» **Data excerpts**:
****

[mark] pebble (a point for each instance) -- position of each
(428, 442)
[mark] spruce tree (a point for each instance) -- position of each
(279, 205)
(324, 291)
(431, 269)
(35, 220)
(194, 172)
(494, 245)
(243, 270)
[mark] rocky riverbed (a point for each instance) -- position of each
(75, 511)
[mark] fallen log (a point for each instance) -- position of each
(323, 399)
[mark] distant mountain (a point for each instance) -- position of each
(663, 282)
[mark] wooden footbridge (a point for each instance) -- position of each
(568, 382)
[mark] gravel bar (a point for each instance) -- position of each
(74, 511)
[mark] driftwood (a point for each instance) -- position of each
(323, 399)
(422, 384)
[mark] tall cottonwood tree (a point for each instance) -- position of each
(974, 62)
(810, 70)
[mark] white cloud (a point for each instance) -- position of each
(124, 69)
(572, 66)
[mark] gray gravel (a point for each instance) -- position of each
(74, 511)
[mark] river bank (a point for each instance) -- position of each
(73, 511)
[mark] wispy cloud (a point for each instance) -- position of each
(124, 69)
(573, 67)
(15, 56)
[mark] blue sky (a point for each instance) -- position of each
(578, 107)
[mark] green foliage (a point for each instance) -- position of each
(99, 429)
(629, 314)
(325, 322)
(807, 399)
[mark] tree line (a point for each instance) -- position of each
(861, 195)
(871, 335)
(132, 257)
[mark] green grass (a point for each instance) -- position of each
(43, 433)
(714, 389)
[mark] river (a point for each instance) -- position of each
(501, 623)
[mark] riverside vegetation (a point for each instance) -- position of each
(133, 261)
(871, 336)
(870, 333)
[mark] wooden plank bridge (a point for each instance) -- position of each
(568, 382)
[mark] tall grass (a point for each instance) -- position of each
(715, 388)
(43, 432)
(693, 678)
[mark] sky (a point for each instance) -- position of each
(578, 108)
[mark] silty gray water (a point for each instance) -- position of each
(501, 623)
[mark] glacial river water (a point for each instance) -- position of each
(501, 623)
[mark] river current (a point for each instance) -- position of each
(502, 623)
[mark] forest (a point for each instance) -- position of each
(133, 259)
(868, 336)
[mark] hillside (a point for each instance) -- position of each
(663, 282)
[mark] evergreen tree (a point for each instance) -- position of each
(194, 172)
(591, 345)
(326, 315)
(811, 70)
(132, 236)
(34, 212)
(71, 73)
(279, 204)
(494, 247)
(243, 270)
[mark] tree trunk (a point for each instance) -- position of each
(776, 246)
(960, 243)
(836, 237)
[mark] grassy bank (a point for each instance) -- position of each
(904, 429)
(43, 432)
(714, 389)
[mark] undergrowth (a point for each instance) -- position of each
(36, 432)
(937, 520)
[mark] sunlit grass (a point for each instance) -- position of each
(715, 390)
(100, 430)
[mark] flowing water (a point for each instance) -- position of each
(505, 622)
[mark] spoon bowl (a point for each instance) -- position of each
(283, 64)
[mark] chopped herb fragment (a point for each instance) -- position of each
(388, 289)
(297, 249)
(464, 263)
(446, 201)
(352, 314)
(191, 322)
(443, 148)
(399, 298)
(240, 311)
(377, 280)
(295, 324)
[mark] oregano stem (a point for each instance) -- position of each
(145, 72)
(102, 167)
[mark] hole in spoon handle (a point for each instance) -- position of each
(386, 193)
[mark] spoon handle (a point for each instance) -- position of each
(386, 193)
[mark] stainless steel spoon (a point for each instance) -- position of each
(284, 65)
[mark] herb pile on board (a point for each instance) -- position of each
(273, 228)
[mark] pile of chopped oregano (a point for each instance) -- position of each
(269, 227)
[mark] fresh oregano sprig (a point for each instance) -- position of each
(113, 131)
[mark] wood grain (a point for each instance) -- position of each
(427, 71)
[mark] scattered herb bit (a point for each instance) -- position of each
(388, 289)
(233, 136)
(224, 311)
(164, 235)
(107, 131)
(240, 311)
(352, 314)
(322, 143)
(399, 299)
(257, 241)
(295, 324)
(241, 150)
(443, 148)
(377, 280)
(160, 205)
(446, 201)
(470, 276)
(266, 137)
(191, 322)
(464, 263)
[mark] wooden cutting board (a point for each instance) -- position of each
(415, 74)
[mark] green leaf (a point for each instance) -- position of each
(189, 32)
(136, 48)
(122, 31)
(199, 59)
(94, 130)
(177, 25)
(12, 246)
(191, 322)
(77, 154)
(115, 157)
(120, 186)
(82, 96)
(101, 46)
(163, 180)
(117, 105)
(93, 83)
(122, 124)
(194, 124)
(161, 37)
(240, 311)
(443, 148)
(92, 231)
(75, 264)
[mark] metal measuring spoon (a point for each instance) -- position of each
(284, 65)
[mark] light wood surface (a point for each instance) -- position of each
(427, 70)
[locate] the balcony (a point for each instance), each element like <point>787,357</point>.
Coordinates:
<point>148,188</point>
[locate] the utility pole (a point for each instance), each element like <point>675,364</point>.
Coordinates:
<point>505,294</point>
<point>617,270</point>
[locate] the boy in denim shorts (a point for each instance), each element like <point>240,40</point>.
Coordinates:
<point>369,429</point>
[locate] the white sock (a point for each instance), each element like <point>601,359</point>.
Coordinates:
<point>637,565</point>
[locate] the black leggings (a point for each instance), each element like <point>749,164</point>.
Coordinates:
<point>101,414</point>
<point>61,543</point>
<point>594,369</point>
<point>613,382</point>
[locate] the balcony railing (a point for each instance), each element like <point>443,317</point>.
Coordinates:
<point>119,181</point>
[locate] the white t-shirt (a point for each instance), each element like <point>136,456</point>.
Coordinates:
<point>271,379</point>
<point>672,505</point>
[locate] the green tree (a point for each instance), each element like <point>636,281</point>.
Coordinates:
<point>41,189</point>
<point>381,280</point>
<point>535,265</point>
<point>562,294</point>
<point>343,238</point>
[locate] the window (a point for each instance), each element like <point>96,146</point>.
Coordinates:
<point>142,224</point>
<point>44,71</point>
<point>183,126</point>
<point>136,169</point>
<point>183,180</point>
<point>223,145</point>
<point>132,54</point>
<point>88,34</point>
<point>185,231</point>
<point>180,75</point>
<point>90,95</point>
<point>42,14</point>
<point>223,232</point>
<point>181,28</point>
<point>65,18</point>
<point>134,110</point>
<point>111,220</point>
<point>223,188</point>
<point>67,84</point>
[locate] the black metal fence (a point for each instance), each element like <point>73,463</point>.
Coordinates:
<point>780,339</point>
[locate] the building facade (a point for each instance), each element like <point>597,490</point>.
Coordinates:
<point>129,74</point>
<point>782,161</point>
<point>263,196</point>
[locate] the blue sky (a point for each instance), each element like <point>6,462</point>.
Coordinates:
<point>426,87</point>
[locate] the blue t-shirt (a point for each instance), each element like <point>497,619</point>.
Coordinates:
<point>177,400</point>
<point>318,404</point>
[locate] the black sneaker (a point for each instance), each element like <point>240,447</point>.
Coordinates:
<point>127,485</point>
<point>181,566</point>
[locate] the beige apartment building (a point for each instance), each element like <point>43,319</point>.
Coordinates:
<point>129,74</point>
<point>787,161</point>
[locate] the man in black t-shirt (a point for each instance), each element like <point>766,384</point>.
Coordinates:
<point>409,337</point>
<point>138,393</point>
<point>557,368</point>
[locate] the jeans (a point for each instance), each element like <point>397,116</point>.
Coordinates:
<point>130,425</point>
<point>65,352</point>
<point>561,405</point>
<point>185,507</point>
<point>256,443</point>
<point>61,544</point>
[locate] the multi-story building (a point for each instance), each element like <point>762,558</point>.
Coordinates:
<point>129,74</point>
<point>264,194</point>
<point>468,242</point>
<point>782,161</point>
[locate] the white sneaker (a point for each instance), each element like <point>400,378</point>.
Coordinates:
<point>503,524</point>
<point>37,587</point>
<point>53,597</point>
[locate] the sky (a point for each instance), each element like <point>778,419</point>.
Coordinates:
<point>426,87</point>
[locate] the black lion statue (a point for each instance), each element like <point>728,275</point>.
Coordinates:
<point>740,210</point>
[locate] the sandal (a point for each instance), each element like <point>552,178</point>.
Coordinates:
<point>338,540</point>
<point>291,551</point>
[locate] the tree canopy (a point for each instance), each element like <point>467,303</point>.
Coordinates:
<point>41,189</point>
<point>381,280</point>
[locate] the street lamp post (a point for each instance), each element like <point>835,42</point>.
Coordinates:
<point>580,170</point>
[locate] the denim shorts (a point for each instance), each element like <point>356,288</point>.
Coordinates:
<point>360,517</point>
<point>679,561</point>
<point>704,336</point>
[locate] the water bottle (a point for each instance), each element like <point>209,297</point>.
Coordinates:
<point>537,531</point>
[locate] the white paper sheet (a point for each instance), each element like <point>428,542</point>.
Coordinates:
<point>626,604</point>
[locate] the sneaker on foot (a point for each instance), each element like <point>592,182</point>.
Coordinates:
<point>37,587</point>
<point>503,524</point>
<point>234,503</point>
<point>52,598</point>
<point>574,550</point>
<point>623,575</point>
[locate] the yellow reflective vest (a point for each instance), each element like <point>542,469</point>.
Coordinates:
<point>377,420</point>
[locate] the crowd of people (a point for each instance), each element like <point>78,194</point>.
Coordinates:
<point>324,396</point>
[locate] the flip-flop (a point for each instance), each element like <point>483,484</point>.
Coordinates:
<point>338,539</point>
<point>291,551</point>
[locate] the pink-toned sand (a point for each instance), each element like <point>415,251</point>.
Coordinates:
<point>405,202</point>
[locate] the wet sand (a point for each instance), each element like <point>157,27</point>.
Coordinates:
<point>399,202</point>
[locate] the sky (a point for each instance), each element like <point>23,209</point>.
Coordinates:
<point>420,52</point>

****

» **Work order**: Keeping every character as it is, restate the lines above that run from the line with "[locate] the beige" through the line with "[locate] the multi-story", both included, and nothing else.

» **Problem solution**:
[locate] the beige apartment building (a point for each instance), each element like <point>43,319</point>.
Coordinates:
<point>129,74</point>
<point>787,161</point>
[locate] the man in black t-shirt (a point for each instance), each element like <point>766,384</point>.
Coordinates:
<point>409,337</point>
<point>138,393</point>
<point>557,368</point>
[locate] the jeans (a point for each instance), each element like <point>397,116</point>.
Coordinates:
<point>130,425</point>
<point>65,352</point>
<point>561,405</point>
<point>185,507</point>
<point>256,443</point>
<point>61,544</point>
[locate] the multi-story building (a point for each instance), each element like <point>762,558</point>.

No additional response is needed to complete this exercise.